• Exercise objective
Copy out every record below exactly as written, but leave out any pictures.

• Dataset records
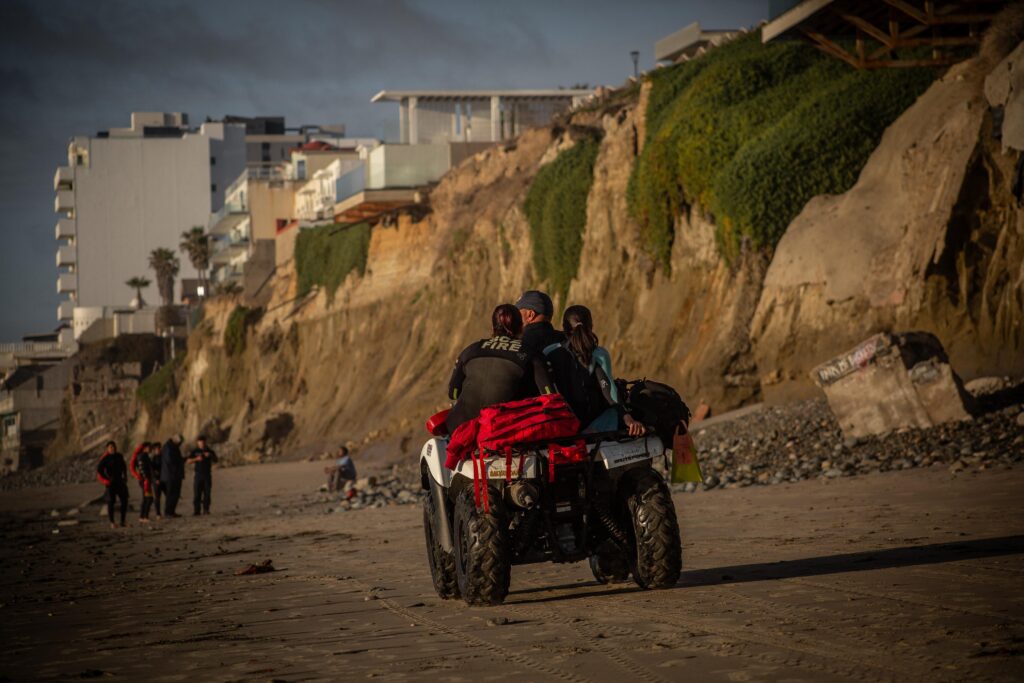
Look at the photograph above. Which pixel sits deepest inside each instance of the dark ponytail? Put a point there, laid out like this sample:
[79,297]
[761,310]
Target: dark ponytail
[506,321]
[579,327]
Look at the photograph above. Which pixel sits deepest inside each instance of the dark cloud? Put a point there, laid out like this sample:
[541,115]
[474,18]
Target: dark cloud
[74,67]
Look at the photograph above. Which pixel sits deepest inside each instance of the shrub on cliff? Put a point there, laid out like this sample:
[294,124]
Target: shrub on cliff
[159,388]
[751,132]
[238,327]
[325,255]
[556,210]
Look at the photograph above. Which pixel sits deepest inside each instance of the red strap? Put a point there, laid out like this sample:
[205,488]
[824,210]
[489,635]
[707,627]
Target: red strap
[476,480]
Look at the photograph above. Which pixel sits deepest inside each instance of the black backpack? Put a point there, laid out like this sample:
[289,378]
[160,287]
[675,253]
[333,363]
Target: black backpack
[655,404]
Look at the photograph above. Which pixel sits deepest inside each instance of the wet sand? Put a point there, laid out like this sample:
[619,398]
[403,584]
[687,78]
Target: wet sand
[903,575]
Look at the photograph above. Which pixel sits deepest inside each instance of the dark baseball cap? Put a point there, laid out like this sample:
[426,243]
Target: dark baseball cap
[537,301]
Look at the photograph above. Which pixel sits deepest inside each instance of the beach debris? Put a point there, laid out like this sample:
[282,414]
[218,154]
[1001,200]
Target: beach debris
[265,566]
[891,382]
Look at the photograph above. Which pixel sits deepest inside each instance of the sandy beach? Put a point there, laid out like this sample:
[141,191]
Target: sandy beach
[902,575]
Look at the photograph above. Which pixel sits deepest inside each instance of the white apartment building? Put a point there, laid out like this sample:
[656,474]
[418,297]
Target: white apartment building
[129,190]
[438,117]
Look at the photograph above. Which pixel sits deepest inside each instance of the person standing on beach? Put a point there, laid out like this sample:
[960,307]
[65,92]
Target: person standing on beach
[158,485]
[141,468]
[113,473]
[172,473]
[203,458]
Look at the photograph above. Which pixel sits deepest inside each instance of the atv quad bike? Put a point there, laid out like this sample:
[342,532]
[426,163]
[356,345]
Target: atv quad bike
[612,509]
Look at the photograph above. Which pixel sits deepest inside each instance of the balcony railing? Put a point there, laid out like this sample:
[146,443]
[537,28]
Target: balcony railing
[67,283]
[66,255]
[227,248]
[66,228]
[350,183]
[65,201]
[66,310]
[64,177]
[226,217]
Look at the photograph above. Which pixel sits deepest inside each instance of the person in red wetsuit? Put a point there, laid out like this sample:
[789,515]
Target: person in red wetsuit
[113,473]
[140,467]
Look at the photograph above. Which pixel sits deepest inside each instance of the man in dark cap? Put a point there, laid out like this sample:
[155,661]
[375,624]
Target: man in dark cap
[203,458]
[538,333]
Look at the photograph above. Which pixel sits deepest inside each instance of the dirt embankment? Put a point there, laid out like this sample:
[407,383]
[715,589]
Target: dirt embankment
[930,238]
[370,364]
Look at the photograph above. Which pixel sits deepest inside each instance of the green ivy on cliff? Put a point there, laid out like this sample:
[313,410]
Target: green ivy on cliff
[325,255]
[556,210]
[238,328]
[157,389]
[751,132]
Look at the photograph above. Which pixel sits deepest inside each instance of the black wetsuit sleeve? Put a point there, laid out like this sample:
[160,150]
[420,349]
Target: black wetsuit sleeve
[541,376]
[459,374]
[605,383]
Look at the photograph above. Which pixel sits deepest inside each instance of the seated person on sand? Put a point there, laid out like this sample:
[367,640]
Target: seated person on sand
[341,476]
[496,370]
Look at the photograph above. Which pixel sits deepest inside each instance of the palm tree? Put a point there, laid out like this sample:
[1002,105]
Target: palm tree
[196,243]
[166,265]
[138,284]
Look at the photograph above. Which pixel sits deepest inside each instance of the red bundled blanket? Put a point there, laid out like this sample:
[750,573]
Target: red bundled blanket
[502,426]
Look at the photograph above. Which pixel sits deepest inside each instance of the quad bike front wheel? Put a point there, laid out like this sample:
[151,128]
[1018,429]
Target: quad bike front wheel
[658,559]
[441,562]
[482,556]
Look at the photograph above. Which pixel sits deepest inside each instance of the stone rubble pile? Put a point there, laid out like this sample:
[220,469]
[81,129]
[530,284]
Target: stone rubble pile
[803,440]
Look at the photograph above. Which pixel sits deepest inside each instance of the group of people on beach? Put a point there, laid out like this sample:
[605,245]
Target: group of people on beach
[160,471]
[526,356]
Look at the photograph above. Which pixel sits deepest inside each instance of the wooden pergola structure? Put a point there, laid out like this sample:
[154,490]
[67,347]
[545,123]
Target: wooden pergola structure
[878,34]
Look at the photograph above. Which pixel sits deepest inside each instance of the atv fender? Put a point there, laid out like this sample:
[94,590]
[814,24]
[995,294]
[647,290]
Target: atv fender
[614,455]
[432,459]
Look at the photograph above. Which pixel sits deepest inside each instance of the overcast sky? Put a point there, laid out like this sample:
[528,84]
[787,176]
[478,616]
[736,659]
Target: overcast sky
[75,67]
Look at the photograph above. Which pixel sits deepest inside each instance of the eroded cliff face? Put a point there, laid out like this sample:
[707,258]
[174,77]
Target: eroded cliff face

• Exercise response
Look at the photograph above. Which pixel sits deepest inside each instance of the dark ponytail? Put a point there, laid out like this sample:
[79,297]
[761,310]
Target: dark ponytail
[506,321]
[579,327]
Look at the photograph above. Which pixel sits deepest inside each instance of the dark cloud? Put a point there, laid out like this sample:
[541,115]
[474,18]
Target: dark cloud
[74,67]
Look at the photograph above. Which pixel sits deepest inside each instance of the shrub on cliff? Put a point there, laid out like this sample:
[294,124]
Target: shrub on cliff
[159,388]
[751,132]
[238,327]
[325,255]
[556,210]
Look at the photograph above. Which pixel sits deepest inside each instance of the red strap? Put a point there, laid out like this sample:
[205,488]
[824,210]
[489,635]
[707,627]
Target: red strap
[476,480]
Look at the photograph above. Which pixel sits deepest inside each instance of the black backpack? Put a point there, laid out like this sample:
[289,378]
[160,287]
[675,253]
[333,363]
Target: black backpack
[655,404]
Look at the photograph above. Which pixel sits deepest inside each instance of the wet sand? Put a point there, laid out like this sample:
[619,398]
[403,584]
[687,78]
Target: wet sand
[903,575]
Look at the photograph above. Which pixel sits deepest inside each instance of the dark baseball cap? Put a point there, laid out like this sample:
[426,243]
Target: dark baseball cap
[537,301]
Look at the photograph above. Which pixel sits deepest inside each instance of the beach debris? Put a point there, laid out like this sample:
[282,414]
[218,154]
[1001,200]
Target: beach debris
[265,566]
[891,382]
Look at the photograph above. Which pixel sits deepest inside each instance of the sandy beach? Put a point there, laid out like this sample:
[141,191]
Target: sandy beach
[902,575]
Look at the photograph above. Which pixel sits deepest inside each instance of the white apartment building? Put a point there, laid out like this sample:
[656,474]
[418,297]
Target: white apartment building
[129,190]
[438,117]
Look at the photograph above. Which pixel sits deepest inside each instance of the person standing on beach? Put a point there, laid out like this sample:
[960,307]
[65,92]
Target: person standing on beach
[158,485]
[141,468]
[113,473]
[172,473]
[203,458]
Look at the photograph above. Which pixel sits deepest inside each instance of the atv quad bike? Put a point there, laid out like this sample:
[342,532]
[426,163]
[356,345]
Target: atv quad bike
[612,509]
Look at the photograph above. Which pixel sits deepest inside each instance of the balcony railing? Put a point there, laid out like this sample:
[146,443]
[537,28]
Target: balcony railing
[67,283]
[66,255]
[227,248]
[66,228]
[350,183]
[65,201]
[66,310]
[64,177]
[226,217]
Look at the photograph above. Which pixel sits deepest inside each instance of the person in red wetsuit? Put a point there, laid out like this sample:
[789,515]
Target: person in red wetsuit
[113,473]
[140,467]
Look at the photograph above. Which pixel sits deepest inside each instance of the man in dark cap? Put a point there, laid out like this sample:
[155,661]
[375,624]
Target: man in dark cap
[203,458]
[538,333]
Look at the photograph above. Which pixel sits deepest inside each instance of the dirt embankment? Put a point there, laid out like this sample:
[407,383]
[715,589]
Target: dirt embankment
[930,238]
[370,364]
Look at the photograph above. Which pixel sits deepest inside each instance of the green ivy on cliff? Put a point there, laid out like this sample:
[313,410]
Target: green ivy on cliff
[325,255]
[556,210]
[238,328]
[157,389]
[751,132]
Look at the photograph above. Which pixel sits deepest inside each instance of the black wetsuit sleeve? Put a point there, laid out like this sample:
[160,150]
[420,349]
Target: black wetsuit sleeve
[541,376]
[459,374]
[605,383]
Look at the photograph above. Which pixel sits deepest inside each instance of the seated person on sand? Put a point there, laid out like this sample:
[367,640]
Target: seated person on sand
[341,476]
[496,370]
Look at the photograph above. Which pixel sits deepest inside each instance of the palm tree? Put a point there, laid out like this sample:
[1002,105]
Target: palm tree
[196,243]
[166,265]
[138,284]
Look at the photograph above. Which pixel sits deepest inside each instance of the red bundled blanket? Put a point there, laid out like this sample:
[750,573]
Target: red bundled blanket
[502,426]
Look at the photograph above. Which pixel sits deepest inside each instance of the quad bike front wheel? Put a point there, laid out like this sample:
[151,128]
[1018,429]
Target: quad bike front wheel
[658,559]
[441,562]
[482,556]
Look at the photograph above. Which pixel sits deepest inside each instance of the stone rubble pile? Put a point there, laid out like this sample:
[220,469]
[81,129]
[530,284]
Target: stone rubble pile
[803,440]
Look at the photograph above. Which pixel sits deepest inside each instance of the group of people on beach? Put a point there, laid out like this sample:
[605,245]
Target: group of people on beach
[160,471]
[526,356]
Look at the photograph above. Which pixel sits deepest inside each instance of the wooden pergola structure? Put a point there, laid out like this sample:
[154,490]
[67,347]
[545,123]
Target: wooden pergola structure
[878,34]
Look at the photograph above. Which pixel sits deepest inside each instance of the atv fender? Put a point there, laid out like this sample:
[94,590]
[814,24]
[995,294]
[647,290]
Target: atv fender
[614,455]
[432,459]
Look at the photograph above. Which pixel sits deepest inside each instance of the overcast sky? Put a point there, laid out like this sample:
[528,84]
[787,176]
[478,616]
[736,659]
Target: overcast sky
[75,67]
Look at the photograph above. Which pixel sits deepest inside each instance of the eroded cliff face? Put a point there, laid out like this sample:
[707,258]
[174,77]
Target: eroded cliff face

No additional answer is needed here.